- _Task description_: Would you return all of this data exactly, leaving nothing out?
[BEGIN Information provided]
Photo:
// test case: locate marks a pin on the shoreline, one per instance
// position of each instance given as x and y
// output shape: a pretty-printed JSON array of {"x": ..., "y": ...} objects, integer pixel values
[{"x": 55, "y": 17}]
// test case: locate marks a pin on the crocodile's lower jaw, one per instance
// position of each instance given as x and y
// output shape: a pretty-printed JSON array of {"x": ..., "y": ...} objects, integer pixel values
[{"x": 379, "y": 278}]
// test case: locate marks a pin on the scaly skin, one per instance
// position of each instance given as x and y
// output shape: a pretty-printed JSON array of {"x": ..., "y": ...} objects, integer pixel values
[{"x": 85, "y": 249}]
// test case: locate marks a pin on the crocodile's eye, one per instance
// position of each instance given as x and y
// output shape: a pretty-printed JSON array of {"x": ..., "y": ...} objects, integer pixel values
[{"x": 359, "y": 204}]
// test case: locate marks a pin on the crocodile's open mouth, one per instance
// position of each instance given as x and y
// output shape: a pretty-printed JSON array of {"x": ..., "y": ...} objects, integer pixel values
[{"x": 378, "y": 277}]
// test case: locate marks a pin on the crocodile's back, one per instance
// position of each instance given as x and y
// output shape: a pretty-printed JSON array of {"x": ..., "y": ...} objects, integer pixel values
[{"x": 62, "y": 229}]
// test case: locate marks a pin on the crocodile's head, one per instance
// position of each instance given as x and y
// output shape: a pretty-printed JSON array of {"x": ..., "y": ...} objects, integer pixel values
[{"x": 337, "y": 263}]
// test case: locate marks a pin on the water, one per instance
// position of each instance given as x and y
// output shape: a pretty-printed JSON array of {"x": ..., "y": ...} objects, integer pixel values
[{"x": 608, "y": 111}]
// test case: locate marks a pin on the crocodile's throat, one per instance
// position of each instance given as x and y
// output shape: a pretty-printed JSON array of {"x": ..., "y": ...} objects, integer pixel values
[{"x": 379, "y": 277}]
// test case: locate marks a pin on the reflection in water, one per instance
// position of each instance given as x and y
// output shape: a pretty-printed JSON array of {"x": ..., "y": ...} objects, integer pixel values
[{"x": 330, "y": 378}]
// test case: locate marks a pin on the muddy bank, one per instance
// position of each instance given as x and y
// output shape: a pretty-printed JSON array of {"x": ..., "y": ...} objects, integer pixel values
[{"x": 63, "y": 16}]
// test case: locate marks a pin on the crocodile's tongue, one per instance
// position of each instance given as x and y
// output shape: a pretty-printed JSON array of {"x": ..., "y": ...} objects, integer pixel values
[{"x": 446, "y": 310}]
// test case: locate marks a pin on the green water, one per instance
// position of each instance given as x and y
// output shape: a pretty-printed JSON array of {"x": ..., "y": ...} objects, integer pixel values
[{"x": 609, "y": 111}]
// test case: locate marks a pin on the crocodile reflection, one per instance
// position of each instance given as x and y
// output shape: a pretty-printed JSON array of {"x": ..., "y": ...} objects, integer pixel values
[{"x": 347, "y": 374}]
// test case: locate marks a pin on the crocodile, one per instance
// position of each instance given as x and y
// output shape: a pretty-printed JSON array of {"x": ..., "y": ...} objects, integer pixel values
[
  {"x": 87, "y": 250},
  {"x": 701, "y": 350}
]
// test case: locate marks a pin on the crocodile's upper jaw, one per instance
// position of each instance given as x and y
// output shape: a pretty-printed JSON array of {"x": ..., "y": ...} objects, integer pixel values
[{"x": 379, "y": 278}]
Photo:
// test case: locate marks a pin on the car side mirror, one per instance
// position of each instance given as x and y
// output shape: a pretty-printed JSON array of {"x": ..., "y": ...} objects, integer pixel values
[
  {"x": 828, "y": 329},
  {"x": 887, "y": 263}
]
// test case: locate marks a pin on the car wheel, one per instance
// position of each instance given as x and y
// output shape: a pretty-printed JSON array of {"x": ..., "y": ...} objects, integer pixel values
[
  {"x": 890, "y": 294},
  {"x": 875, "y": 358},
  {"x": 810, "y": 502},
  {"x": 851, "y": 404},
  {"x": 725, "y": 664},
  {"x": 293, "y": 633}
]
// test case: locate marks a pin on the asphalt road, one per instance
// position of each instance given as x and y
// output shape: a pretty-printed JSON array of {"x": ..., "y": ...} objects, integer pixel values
[END Information provided]
- _Finished task_:
Photo:
// test case: locate marks a pin on the shoreline, one per instance
// position of each instance given as x and y
// output shape: a pretty-printed JSON array of {"x": ..., "y": ...} objects, integer pixel values
[{"x": 55, "y": 17}]
// test case: locate marks a pin on the crocodile's lower jaw, one per instance
// position of each instance given as x and y
// output shape: a pretty-printed JSON array of {"x": ..., "y": ...} objects, integer pixel values
[{"x": 379, "y": 278}]
// test case: locate marks a pin on the scaly skin, one per instance
// position of each instance given as x and y
// output shape: a pretty-printed JSON array of {"x": ..., "y": ...} objects, integer pixel values
[{"x": 85, "y": 249}]
// test case: locate marks a pin on the crocodile's eye, one per instance
// position of each instance given as x and y
// output shape: a pretty-printed JSON array of {"x": ..., "y": ...} objects, integer pixel values
[{"x": 359, "y": 204}]
// test case: locate marks a pin on the crocodile's open mouth, one per instance
// position of each instance given as x and y
// output shape: a pretty-printed JSON array of {"x": ..., "y": ...} objects, integer pixel values
[{"x": 378, "y": 277}]
// test case: locate marks a pin on the crocodile's back, one per instance
// position of each instance given as x and y
// output shape: a pretty-printed JSON array of {"x": ..., "y": ...} objects, integer pixel values
[{"x": 62, "y": 229}]
// test case: locate marks a pin on the crocodile's head, one per instance
// position of each instance given as x and y
// output shape: a pretty-printed JSON array of {"x": ..., "y": ...} objects, integer pixel values
[{"x": 337, "y": 263}]
// test case: locate marks a pin on the water, one per instance
// position of each instance given as x and y
// output shape: a pretty-printed JSON array of {"x": ..., "y": ...} objects, integer pixel values
[{"x": 608, "y": 111}]
// test case: locate marks a pin on the crocodile's throat, one per instance
// position of each instance given as x and y
// output shape: a pretty-printed JSON array of {"x": ..., "y": ...} objects, integer pixel values
[{"x": 379, "y": 277}]
// test case: locate marks a pin on the reflection in water, one per instance
// position of each instance given as x and y
// output shape: a pretty-printed JSON array of {"x": ..., "y": ...} objects, integer pixel values
[{"x": 330, "y": 378}]
// test case: locate marks a pin on the muddy bank, one per instance
// position of each instance given as x and y
// output shape: a pretty-printed JSON array of {"x": ..., "y": ...} objects, integer pixel values
[{"x": 63, "y": 16}]
// test case: locate marks a pin on the crocodile's tongue, one per instance
// position of each instance given as x and y
// output shape: a pretty-printed JSON array of {"x": ..., "y": ...} objects, integer pixel values
[{"x": 446, "y": 310}]
// test case: locate marks a pin on the green water, one per instance
// position of each instance given as x and y
// output shape: a pretty-printed JSON array of {"x": ..., "y": ...} objects, integer pixel values
[{"x": 609, "y": 111}]
// test case: locate marks a pin on the crocodile reflection, one per instance
// position of each instance given as x and y
// output shape: a pretty-printed JSON array of {"x": ..., "y": ...} objects, integer pixel values
[{"x": 347, "y": 374}]
// test case: locate marks a pin on the crocodile, one per instance
// position of each instance given as x and y
// output shape: a pretty-printed JSON array of {"x": ..., "y": ...} objects, integer pixel values
[
  {"x": 87, "y": 250},
  {"x": 701, "y": 350}
]
// test case: locate marks a pin on the crocodile's upper jaw, one per instance
// position of each instance given as x and y
// output shape: a pretty-printed JSON array of {"x": ..., "y": ...} objects, integer pixel values
[{"x": 379, "y": 278}]
Photo:
// test case: locate marks a pin on the car side mirror, one per instance
// position of each instance given as x and y
// output shape: a pretty-printed JSON array of {"x": ..., "y": ...} objects, integer pixel values
[
  {"x": 828, "y": 329},
  {"x": 887, "y": 263}
]
// test case: locate marks a pin on the car wheel, one per instance
// position of each instance given as x and y
// output shape: a pretty-printed JSON array of {"x": ..., "y": ...} objects, integer pixel values
[
  {"x": 890, "y": 294},
  {"x": 875, "y": 358},
  {"x": 810, "y": 502},
  {"x": 851, "y": 404},
  {"x": 725, "y": 664},
  {"x": 293, "y": 633}
]
// test case: locate marks a pin on the asphalt road, one per instance
// position of each instance given as x and y
// output shape: a pretty-printed JSON array of {"x": ..., "y": ...} objects, integer pixel values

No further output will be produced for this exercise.